Now try the “Do-Re-Mi” song from “Sound of Music”. Practice it carefully until you can play it in tune and with the happy exuberance the song expresses. Do you like the songs of Stephen Foster? Try to play one, thinking of the words and the sentiment. Then try to play the same song again, starting from each note of the chromatic scale. Obviously you will play by memory by now; this way you can concentrate on creating the mood of the song and on listening to yourself to be sure you are playing in tune, no matter how big you make your crescendo or how small you taper off your diminuendo. As your musical imagination develops, your flutistic resources will develop, and you can try some of the arias from operas by Verdi, Massenet, Donizetti, and others, that Mr. Moyse has chosen. But no matter how well you think you might know one of these arias, it would be very helpful to hear one of the great singers sing it so that you know how the voice does it.

After all, the voice is the first instrument and the one nearest the heart; when we try to “sing” on our flutes, we are trying to do what comes more naturally to the singer. And find out what each aria is about. The dramatic situation in which each of them occurs will inspire you to feel, and to convey, the sentiment and emotion involved. Each piece should be practiced in two keys per day so that the lips will gain mastery of the sequences of intervals, no matter what key they might be in. I prelude each selection with “Frere Jacques”, “Three Blind Mice”, and a chord sequence of Tonic, Sub-dominant, Dominant, and Tonic, to place all the notes correctly in the key, constantly striving for greater purity of intonation. (I think it is the shrieky, out-of-tune playing one sometimes hears form large gatherings of young flutists that “turns-off” so many listeners.)

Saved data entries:
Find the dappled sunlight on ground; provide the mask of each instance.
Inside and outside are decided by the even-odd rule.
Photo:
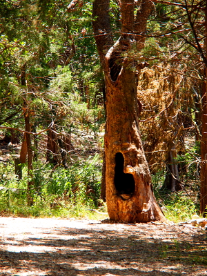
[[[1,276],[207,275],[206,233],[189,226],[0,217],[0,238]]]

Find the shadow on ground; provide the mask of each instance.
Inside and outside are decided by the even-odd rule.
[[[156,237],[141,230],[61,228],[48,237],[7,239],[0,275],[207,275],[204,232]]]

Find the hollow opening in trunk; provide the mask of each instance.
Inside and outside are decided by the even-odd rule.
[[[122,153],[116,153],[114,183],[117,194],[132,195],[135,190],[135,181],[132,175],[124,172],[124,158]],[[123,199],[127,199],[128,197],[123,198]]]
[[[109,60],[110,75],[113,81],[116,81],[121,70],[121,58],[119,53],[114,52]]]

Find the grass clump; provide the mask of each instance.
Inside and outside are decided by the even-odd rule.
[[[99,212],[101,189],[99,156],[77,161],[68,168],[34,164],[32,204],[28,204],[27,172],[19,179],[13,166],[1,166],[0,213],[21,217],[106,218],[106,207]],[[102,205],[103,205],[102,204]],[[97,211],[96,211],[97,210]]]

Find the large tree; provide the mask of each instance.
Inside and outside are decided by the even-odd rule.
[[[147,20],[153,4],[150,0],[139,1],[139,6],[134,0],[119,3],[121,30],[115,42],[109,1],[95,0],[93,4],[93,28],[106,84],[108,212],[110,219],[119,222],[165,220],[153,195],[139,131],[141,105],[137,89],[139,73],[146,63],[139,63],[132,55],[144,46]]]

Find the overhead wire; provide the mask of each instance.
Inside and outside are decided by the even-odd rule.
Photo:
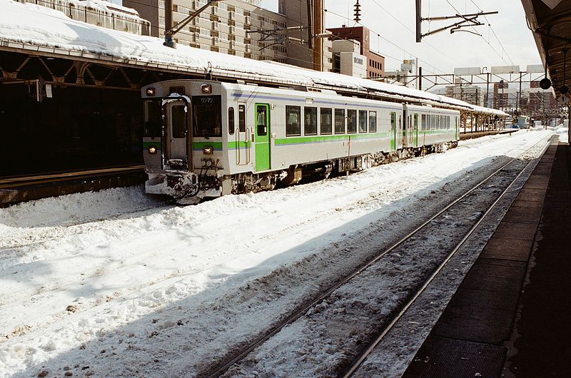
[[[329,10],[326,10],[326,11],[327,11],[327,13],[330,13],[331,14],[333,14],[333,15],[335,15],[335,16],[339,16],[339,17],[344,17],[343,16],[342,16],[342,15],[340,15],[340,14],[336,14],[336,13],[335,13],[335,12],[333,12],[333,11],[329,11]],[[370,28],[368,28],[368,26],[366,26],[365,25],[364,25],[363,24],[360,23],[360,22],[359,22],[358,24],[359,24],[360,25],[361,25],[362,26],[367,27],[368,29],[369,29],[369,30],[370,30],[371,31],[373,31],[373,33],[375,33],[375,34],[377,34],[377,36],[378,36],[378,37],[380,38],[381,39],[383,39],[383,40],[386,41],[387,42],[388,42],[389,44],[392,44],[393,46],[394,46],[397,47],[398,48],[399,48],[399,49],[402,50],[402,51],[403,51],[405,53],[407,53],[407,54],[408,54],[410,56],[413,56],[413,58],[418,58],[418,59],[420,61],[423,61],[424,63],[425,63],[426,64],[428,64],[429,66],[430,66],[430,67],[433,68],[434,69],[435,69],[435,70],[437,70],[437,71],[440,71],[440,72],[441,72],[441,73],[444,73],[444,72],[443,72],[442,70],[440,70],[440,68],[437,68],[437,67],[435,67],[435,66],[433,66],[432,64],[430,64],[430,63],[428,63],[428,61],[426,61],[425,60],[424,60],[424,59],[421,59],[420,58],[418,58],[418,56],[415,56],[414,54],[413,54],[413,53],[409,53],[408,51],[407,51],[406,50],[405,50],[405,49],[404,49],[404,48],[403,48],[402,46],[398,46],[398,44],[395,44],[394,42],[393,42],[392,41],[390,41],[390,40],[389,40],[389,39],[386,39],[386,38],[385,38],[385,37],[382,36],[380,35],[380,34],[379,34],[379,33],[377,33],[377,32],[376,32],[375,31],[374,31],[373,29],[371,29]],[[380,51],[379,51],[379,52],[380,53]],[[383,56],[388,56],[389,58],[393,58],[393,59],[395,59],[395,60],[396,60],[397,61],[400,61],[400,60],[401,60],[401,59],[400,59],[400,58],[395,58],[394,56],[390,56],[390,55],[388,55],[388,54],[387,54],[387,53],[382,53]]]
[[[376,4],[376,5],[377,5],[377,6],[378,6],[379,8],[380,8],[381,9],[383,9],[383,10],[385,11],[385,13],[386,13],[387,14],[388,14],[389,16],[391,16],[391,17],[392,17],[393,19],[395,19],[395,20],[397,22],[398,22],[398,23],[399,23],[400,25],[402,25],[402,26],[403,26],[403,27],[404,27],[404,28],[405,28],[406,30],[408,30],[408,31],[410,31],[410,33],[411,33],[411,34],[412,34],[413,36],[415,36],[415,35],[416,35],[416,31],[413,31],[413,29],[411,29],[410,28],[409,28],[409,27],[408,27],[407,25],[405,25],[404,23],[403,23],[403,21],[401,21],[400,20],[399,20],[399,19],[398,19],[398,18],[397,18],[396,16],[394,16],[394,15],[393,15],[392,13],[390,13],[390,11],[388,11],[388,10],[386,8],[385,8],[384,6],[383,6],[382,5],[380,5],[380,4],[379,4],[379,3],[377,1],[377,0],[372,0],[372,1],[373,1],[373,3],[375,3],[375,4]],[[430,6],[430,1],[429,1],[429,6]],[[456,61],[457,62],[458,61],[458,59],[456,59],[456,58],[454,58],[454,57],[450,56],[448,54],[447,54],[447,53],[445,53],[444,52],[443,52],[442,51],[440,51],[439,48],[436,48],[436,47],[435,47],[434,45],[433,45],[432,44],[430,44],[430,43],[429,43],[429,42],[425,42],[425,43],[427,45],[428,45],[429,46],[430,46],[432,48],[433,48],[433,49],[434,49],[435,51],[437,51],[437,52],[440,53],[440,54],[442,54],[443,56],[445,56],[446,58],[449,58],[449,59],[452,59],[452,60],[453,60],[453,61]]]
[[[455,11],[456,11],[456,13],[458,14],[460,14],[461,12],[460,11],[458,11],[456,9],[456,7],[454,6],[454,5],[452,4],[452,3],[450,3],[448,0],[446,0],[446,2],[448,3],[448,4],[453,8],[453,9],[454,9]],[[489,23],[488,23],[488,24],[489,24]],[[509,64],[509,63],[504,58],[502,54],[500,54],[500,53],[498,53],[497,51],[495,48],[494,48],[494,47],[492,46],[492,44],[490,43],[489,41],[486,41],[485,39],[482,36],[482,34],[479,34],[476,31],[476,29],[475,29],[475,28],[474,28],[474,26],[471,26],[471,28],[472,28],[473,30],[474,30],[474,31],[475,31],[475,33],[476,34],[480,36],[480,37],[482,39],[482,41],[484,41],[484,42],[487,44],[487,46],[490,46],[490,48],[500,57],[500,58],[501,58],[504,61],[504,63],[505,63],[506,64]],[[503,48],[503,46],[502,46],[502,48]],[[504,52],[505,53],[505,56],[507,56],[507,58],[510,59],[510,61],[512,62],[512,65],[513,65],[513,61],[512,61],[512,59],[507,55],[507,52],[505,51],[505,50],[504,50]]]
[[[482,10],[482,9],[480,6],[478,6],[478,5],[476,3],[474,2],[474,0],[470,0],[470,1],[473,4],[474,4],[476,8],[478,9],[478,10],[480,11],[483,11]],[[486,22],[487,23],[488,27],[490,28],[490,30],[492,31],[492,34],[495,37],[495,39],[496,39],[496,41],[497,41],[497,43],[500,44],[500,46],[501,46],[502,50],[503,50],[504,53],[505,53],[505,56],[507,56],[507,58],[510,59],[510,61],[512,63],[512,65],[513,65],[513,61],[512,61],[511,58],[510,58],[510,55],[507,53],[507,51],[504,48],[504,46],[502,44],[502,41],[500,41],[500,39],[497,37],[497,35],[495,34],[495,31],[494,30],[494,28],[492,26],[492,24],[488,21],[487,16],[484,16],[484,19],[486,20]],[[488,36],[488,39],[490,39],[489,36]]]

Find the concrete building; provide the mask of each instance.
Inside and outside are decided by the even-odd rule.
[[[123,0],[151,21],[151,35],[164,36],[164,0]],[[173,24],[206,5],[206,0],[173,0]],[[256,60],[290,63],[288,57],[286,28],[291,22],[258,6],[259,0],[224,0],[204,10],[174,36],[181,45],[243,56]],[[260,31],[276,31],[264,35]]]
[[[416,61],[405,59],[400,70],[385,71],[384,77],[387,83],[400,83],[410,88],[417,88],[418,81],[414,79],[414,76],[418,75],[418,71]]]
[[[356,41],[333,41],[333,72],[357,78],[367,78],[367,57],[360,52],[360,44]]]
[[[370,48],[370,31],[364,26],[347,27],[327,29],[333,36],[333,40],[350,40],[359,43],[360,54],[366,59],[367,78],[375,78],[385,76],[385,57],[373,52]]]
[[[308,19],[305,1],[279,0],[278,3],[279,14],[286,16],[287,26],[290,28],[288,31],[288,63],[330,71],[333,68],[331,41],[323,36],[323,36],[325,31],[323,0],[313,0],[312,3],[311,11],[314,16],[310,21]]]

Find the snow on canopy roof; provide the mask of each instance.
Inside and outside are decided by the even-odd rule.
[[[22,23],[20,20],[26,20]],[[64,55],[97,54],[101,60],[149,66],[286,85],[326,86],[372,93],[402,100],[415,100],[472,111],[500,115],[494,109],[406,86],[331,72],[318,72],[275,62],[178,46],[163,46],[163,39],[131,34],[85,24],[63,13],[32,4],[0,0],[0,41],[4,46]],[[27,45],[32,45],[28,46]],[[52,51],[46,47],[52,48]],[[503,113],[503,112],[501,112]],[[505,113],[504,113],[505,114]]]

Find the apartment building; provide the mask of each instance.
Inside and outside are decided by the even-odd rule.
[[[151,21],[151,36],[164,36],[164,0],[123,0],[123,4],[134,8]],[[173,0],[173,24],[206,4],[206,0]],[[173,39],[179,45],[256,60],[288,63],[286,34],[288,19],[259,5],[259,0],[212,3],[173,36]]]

Problem to work on>
Answer these questions from the flute practice passage:
1. Which song from "Sound of Music" does it say to try?
2. How many keys per day should each piece be practiced in?
3. Which chord sequence is played before each selection?

Task response>
1. The "Do-Re-Mi" song.
2. Two keys per day.
3. Tonic, Sub-dominant, Dominant, and Tonic.